| Information shown |
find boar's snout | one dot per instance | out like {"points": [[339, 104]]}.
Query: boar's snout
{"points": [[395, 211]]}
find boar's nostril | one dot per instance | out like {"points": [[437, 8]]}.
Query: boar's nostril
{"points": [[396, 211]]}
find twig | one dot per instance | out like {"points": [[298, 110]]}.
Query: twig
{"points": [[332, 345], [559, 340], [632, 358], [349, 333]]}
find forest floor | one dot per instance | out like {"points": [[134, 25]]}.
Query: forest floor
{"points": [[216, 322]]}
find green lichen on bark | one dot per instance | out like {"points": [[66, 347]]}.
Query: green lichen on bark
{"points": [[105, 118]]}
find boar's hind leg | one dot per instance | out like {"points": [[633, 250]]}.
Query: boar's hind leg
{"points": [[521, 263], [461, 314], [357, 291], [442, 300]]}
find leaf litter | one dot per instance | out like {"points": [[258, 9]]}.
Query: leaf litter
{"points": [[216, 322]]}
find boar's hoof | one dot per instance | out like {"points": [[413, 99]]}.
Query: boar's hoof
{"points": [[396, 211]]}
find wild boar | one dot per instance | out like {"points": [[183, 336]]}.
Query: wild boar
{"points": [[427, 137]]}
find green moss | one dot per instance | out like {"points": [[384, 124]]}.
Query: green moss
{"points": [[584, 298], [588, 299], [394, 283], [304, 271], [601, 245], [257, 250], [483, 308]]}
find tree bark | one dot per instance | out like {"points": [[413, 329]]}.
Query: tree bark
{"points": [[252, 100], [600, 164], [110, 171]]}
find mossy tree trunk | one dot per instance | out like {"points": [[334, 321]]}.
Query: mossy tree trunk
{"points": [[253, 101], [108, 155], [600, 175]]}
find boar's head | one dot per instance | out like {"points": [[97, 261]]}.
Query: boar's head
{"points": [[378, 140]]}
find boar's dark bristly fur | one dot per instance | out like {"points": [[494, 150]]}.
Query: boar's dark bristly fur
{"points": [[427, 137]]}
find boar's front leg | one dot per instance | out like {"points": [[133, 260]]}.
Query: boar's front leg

| Required task |
Could you reproduce all of the items above, word for word and line for line, without changing anything?

| Task solution |
find boar's snout | one dot per instance | out like {"points": [[339, 104]]}.
Query: boar's snout
{"points": [[395, 211]]}
find boar's nostril | one dot per instance | out like {"points": [[437, 8]]}.
Query: boar's nostril
{"points": [[396, 211]]}
find twig | one dot per instance | out like {"points": [[298, 110]]}.
Query: twig
{"points": [[332, 345], [559, 340], [632, 358], [349, 333]]}
find forest floor | one dot per instance | out like {"points": [[134, 25]]}.
Query: forest floor
{"points": [[216, 322]]}
find green lichen on bark | one dot per instance | out like {"points": [[66, 347]]}.
Query: green lichen on bark
{"points": [[105, 118]]}
find boar's hind leg | one dot per instance | out like {"points": [[633, 250]]}.
Query: boar's hind leg
{"points": [[521, 263], [461, 314], [357, 291], [442, 300]]}
find leaf litter | one dot per instance | out like {"points": [[258, 9]]}.
Query: leaf litter
{"points": [[216, 322]]}
find boar's hoof | one dot per instance | out like {"points": [[413, 99]]}.
Query: boar's hoof
{"points": [[396, 211]]}
find wild boar | one dot per instance | out like {"points": [[183, 336]]}.
Query: wild boar
{"points": [[427, 137]]}
find green moss | one dot per instance | out like {"points": [[384, 124]]}.
Query: green moss
{"points": [[584, 298], [588, 299], [394, 283], [304, 271], [601, 245], [257, 250], [483, 308]]}
find tree bark | one dot per instance | out like {"points": [[413, 329]]}.
Query: tree bark
{"points": [[252, 100], [600, 164], [110, 171]]}
find mossy tree trunk | one dot per instance | out like {"points": [[334, 321]]}.
Query: mossy tree trunk
{"points": [[253, 101], [108, 155], [600, 175]]}
find boar's head | one dot per instance | out like {"points": [[97, 261]]}.
Query: boar's head
{"points": [[378, 140]]}
find boar's dark bristly fur | one dot per instance | out like {"points": [[494, 150]]}.
Query: boar's dark bristly fur
{"points": [[427, 137]]}
find boar's front leg | one dot per instance | out like {"points": [[133, 260]]}.
Query: boar's front leg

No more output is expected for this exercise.